Public Confidence in Sentencing: An Argument For or Against the Mandatory Life Sentence?
It recognizes very publically the grave nature of such a crime. So I do think all of us whilst we can intellectually say let’s invest greater discretion in judges, I think we have to march hand in hand with the political reality and the public, because when all is said and done we serve them. (UKJudgeF)
In addition to respondent views supporting the retention of a mandatory life sentence, debate also emerged throughout the interviews – both in support of and challenging – the role that the mandatory life sentence plays in ensuring public confidence in sentencing for murder in England. Respondents in favour of retaining the mandatory life sentence believed that it plays a fundamental role in ensuring public confidence in the sentencing process. In expressing this argument, one respondent believed that, ‘the public would be outraged if it were dropped’ (UKCounselN). In agreement, another counsel respondent commented that:
Some people regard it as being a form of contract with the public . . . the deal was that the contract with the public in exchange for the abolition of the death penalty is that murder should be met with a mandatory life sentence. So there has been a great reluctance, understandably in some circumstances, that even when it can be shown to be legally undesirable, to abandon the mandatory life sentence for murder. (UKCounselS)
These respondent comments provide recognition of one of the key political motivations for mandatory sentencing laws. As noted throughout research, politicians have often sought to use mandatory sentencing schemes to promote greater public confidence in the sentencing process and in members of the judiciary (Roberts, 2003; Warner, 2007). In explaining the increasing importance of populism in crime and justice policy, Garland (2001: 13) has described the growing influence of ‘the voice of ‘experience’, of ‘common sense’, of ‘what everyone knows’ which, according to the small sample of respondents who supported the retention of the mandatory life sentence, is a voice which demands its continued applicability to murder if public confidence in the system is to be retained.
In opposition to the above views, respondents who favoured abolition of the mandatory life sentence for murder questioned whether it did actually serve to increase, or conversely decrease, public confidence in the sentencing process. In doing so, these respondent views support previous research that argues that mandatory life sentencing policies are ‘inconsistent with the philosophy of truth in sentencing’ given that life does not actually mean life imprisonment (Wood, 1993, emphasis in original; see also Mitchell and Roberts, 2012). In drawing out this notion, one judicial respondent highlighted that, ‘It doesn’t mean what it says’ (UKJudgeA), whilst a counsel respondent explained, ‘there is a huge public mistrust in sentencing because very few people understand what a life term actually means and so you end up with headlines saying “He got life but will only do x”’ (UKCounselF). In agreement, another counsel respondent explained that, ‘If you ask the average member of the public they still don’t follow it – it’s a real lawyer’s jungle because people think that life should mean life. A whole life tariff is quite rare actually’ (UKCounselD).

**What you should do**
Can you sum up the passage on the mandatory life sentence and public confidence in two sentences? The lines aren't needed for this.

**Dataset extract**
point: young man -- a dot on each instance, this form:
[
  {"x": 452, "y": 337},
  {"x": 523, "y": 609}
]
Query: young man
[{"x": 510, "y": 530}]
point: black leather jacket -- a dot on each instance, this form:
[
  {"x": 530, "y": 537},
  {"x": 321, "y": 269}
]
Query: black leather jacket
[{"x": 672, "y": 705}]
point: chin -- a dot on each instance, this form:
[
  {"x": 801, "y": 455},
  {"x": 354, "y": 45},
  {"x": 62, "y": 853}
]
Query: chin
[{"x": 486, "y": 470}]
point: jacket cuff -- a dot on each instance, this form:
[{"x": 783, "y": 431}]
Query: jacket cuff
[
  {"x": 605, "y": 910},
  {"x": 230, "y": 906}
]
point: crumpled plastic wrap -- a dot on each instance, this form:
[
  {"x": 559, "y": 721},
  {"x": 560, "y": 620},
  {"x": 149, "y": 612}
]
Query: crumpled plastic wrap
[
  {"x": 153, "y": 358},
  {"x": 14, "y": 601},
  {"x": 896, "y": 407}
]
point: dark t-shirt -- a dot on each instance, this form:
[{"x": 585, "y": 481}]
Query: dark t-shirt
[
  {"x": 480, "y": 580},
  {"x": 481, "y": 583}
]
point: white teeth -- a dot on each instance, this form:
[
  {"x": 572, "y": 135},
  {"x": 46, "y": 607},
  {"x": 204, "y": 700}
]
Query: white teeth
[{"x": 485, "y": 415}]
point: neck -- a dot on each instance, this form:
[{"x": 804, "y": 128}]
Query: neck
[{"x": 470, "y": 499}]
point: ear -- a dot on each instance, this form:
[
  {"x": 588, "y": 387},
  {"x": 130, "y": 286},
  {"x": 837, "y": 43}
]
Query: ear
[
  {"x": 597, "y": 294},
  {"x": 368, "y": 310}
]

**Output below**
Respondents who favored keeping the mandatory life sentence for murder in England believed it plays a fundamental role in public confidence in sentencing, and one counsel described it as a contract with the public made in exchange for abolishing the death penalty. Respondents who favored abolition questioned whether it increased or actually decreased that confidence, pointing out that life does not actually mean life imprisonment and that few members of the public understand what a life term means.